Your task: Collect every line of the entries below that contains the string "black", treating uppercase and lowercase as distinct.

Given information:
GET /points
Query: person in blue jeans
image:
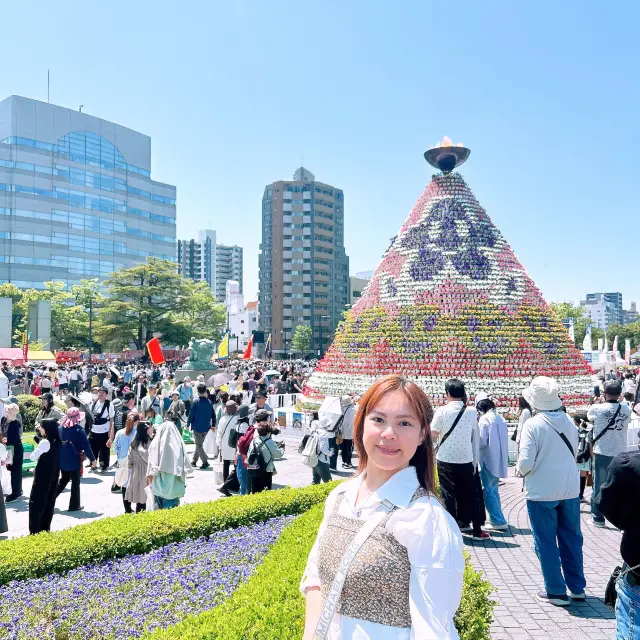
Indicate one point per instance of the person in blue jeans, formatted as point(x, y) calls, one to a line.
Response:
point(547, 461)
point(494, 452)
point(619, 502)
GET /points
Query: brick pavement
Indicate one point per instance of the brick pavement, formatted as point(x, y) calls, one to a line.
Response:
point(509, 562)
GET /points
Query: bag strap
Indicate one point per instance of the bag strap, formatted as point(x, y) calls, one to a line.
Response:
point(455, 424)
point(333, 597)
point(608, 427)
point(566, 441)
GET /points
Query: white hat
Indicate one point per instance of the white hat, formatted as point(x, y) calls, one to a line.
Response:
point(542, 394)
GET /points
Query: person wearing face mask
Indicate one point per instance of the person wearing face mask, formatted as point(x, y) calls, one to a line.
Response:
point(48, 410)
point(42, 499)
point(102, 431)
point(138, 460)
point(74, 446)
point(388, 560)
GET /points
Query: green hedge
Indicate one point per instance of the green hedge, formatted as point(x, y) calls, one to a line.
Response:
point(269, 606)
point(60, 551)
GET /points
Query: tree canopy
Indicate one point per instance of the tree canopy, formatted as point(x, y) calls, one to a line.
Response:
point(152, 299)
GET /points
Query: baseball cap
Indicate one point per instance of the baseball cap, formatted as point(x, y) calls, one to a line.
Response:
point(612, 387)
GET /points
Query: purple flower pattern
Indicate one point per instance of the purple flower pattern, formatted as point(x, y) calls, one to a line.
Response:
point(126, 597)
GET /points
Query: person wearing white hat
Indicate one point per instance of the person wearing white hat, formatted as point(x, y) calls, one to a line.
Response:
point(547, 461)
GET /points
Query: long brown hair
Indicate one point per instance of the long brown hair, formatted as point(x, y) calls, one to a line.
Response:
point(423, 458)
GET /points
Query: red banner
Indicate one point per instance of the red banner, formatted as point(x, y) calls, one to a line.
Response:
point(155, 351)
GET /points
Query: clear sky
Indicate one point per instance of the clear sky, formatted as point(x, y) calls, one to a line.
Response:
point(235, 93)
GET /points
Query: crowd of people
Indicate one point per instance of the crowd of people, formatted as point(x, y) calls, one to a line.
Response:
point(140, 415)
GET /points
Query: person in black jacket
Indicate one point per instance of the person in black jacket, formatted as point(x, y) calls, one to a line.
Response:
point(619, 501)
point(45, 477)
point(74, 442)
point(12, 437)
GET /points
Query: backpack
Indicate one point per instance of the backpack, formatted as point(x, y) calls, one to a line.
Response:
point(245, 441)
point(584, 451)
point(256, 462)
point(310, 451)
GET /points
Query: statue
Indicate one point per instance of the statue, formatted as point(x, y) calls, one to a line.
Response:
point(200, 354)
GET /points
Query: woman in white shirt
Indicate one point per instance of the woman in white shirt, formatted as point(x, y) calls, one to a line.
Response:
point(525, 414)
point(405, 580)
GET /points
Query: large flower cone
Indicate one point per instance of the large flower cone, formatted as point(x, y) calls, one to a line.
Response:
point(450, 299)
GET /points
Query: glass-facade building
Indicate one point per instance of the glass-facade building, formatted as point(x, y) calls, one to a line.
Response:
point(76, 196)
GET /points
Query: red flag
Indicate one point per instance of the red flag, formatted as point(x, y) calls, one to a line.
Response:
point(247, 353)
point(155, 351)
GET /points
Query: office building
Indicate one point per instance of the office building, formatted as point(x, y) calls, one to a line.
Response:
point(630, 315)
point(202, 259)
point(604, 309)
point(304, 271)
point(229, 268)
point(357, 285)
point(76, 196)
point(242, 320)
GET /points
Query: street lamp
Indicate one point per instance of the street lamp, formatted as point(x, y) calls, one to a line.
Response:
point(322, 332)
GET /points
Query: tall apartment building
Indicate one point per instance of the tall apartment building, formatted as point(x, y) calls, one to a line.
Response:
point(202, 259)
point(229, 268)
point(76, 196)
point(304, 271)
point(603, 309)
point(197, 258)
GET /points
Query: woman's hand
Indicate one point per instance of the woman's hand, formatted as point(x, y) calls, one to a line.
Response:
point(312, 613)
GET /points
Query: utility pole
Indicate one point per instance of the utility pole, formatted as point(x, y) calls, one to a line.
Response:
point(90, 329)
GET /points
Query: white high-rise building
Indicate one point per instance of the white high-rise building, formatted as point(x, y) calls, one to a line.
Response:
point(242, 319)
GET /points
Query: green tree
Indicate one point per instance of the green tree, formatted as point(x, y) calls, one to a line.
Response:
point(153, 299)
point(301, 341)
point(565, 310)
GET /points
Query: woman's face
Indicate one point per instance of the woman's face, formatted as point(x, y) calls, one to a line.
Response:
point(392, 432)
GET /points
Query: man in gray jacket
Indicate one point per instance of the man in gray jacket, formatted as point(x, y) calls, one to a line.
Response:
point(547, 461)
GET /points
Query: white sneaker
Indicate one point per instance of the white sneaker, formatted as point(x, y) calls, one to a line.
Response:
point(496, 527)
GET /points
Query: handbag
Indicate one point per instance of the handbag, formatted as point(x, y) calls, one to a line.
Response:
point(609, 426)
point(331, 602)
point(443, 439)
point(610, 593)
point(122, 474)
point(5, 479)
point(151, 499)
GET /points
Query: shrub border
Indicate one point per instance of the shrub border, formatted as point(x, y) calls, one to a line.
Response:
point(269, 605)
point(128, 534)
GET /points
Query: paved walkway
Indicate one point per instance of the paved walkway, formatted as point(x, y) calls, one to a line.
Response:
point(508, 560)
point(510, 564)
point(99, 502)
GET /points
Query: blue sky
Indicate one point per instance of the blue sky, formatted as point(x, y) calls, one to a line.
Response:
point(234, 93)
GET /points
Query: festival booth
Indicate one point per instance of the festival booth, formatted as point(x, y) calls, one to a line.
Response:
point(44, 357)
point(451, 299)
point(12, 355)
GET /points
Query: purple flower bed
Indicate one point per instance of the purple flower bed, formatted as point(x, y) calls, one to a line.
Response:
point(126, 597)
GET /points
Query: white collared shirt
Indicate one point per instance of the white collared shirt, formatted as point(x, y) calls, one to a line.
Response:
point(463, 445)
point(435, 549)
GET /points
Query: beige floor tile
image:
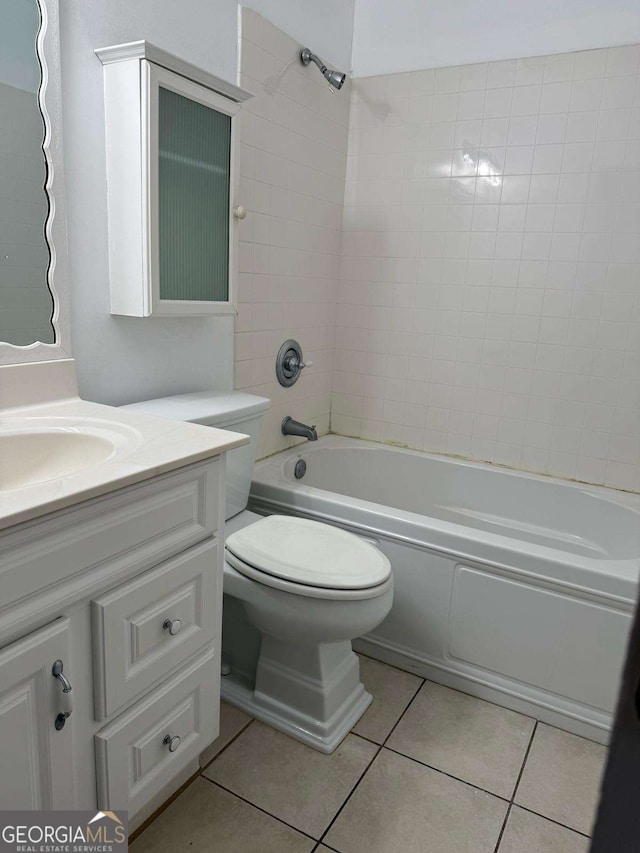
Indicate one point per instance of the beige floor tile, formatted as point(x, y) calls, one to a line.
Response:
point(401, 806)
point(561, 778)
point(473, 740)
point(392, 690)
point(291, 781)
point(232, 721)
point(529, 833)
point(206, 819)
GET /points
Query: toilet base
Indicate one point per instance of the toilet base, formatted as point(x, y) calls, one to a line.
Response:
point(312, 693)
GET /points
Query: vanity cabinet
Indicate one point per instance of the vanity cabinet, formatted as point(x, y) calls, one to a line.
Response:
point(37, 756)
point(171, 184)
point(126, 591)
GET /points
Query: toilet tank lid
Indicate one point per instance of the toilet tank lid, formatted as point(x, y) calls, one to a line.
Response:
point(213, 408)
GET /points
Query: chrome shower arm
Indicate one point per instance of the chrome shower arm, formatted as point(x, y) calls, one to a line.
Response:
point(306, 57)
point(335, 78)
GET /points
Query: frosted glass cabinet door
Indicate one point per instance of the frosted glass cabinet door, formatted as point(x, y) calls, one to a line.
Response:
point(191, 135)
point(194, 166)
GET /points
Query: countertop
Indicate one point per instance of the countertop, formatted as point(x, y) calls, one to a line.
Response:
point(147, 447)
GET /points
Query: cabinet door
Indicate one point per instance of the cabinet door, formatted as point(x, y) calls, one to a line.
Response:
point(191, 141)
point(37, 759)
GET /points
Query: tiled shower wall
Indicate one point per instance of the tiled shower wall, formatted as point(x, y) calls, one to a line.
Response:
point(294, 151)
point(489, 300)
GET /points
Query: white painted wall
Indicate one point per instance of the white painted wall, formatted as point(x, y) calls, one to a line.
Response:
point(407, 35)
point(122, 359)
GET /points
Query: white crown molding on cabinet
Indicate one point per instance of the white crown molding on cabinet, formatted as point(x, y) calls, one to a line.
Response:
point(146, 50)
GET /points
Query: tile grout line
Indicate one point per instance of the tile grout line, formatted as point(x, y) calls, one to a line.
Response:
point(515, 787)
point(556, 822)
point(448, 775)
point(227, 745)
point(260, 809)
point(524, 761)
point(367, 768)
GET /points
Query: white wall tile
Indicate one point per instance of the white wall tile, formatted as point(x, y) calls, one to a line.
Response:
point(490, 300)
point(294, 137)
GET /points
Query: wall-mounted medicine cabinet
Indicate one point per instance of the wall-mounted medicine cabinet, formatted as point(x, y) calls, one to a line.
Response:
point(171, 184)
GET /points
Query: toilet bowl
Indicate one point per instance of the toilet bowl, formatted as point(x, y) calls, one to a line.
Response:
point(306, 680)
point(296, 593)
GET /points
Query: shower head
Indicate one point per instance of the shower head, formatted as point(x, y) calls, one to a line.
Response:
point(335, 78)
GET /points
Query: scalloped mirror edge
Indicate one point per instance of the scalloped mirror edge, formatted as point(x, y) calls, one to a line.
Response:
point(50, 102)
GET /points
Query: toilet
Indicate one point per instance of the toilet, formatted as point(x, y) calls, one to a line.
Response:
point(296, 593)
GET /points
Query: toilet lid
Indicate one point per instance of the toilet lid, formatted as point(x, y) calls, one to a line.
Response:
point(308, 552)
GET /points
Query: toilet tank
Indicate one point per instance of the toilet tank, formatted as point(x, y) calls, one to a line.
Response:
point(232, 410)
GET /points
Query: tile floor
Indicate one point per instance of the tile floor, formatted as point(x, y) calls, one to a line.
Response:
point(426, 769)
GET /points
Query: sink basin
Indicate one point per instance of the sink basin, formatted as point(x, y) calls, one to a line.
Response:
point(36, 450)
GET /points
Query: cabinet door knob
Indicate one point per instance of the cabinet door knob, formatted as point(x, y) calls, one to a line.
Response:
point(67, 707)
point(172, 742)
point(172, 626)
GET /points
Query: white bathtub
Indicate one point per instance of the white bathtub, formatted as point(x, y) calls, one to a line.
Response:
point(510, 586)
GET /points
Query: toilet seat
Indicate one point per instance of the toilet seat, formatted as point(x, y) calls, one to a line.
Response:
point(308, 558)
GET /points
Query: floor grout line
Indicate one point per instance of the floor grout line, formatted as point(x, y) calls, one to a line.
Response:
point(448, 775)
point(515, 788)
point(260, 809)
point(502, 828)
point(379, 749)
point(227, 745)
point(551, 820)
point(524, 761)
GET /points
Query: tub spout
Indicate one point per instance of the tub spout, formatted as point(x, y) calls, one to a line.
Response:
point(291, 427)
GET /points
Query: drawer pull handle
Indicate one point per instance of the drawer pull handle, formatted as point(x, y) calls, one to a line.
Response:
point(172, 626)
point(57, 672)
point(172, 742)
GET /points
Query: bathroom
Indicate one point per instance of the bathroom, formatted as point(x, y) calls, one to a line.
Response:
point(451, 237)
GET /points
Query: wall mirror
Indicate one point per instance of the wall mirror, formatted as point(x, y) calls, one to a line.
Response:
point(34, 315)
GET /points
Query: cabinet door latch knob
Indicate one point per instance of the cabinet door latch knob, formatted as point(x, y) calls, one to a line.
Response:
point(67, 706)
point(172, 742)
point(172, 626)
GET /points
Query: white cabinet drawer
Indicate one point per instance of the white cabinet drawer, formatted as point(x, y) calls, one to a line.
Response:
point(134, 761)
point(132, 647)
point(106, 537)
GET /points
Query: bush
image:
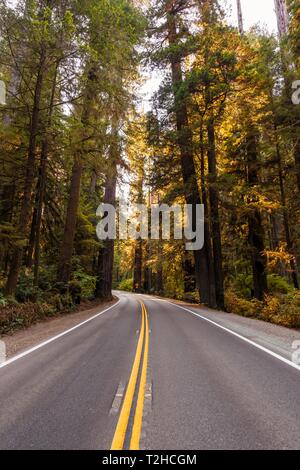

Solution to this exercise:
Query: person in black jacket
Indicate one point per instance of the person in black jacket, formatted as point(x, y) calls, one to a line.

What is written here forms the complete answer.